*Exercise*. Rewrite the stretch from "Labeling tool output request: for every visible car side" through "929, 652, 955, 675", swapping "side mirror" for "rearview mirror" and leaving all else as it is.

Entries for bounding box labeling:
■ ■ ■

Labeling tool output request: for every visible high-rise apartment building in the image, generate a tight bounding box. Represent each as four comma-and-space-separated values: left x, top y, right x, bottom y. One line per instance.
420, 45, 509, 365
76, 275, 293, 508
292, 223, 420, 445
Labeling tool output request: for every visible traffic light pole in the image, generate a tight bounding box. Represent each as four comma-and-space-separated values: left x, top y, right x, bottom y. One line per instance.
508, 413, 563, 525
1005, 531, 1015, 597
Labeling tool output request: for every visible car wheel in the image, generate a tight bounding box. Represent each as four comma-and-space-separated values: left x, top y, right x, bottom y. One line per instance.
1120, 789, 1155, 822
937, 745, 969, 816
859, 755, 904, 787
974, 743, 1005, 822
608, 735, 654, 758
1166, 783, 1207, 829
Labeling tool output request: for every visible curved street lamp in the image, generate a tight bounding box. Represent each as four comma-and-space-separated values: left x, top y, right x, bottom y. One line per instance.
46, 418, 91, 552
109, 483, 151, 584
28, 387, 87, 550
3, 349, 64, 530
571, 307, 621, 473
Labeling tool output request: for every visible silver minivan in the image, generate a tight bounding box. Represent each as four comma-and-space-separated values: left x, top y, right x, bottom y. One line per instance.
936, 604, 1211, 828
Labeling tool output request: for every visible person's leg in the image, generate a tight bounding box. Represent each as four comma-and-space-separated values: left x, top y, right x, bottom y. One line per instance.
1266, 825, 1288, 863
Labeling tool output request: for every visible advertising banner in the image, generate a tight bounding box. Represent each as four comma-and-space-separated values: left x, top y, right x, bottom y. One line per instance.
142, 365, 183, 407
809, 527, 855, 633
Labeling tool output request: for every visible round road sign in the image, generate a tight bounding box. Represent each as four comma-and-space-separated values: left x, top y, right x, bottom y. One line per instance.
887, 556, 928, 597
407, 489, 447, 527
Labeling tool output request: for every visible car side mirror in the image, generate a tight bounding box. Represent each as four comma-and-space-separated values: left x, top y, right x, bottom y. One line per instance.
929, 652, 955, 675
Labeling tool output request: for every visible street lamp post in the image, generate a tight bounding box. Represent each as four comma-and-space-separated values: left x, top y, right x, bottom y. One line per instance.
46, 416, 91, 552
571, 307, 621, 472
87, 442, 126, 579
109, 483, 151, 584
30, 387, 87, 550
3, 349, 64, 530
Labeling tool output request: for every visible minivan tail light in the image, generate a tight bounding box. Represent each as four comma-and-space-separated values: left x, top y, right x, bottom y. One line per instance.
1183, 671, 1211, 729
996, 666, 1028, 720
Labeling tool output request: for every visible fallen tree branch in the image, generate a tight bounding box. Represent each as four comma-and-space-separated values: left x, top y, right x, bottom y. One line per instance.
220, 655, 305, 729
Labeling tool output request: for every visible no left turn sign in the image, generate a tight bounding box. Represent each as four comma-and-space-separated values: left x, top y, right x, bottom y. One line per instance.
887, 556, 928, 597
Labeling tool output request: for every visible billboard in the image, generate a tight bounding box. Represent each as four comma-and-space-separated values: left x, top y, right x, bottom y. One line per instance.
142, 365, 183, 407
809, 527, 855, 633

■ ■ ■

*Task solution*.
Labeling tool output request: for every visible car rearview mirror in the image, generate a tight bounding box. Represent each as four comma-and-space-separated values: left x, top y, right x, bottom y. One line per instance.
929, 652, 955, 675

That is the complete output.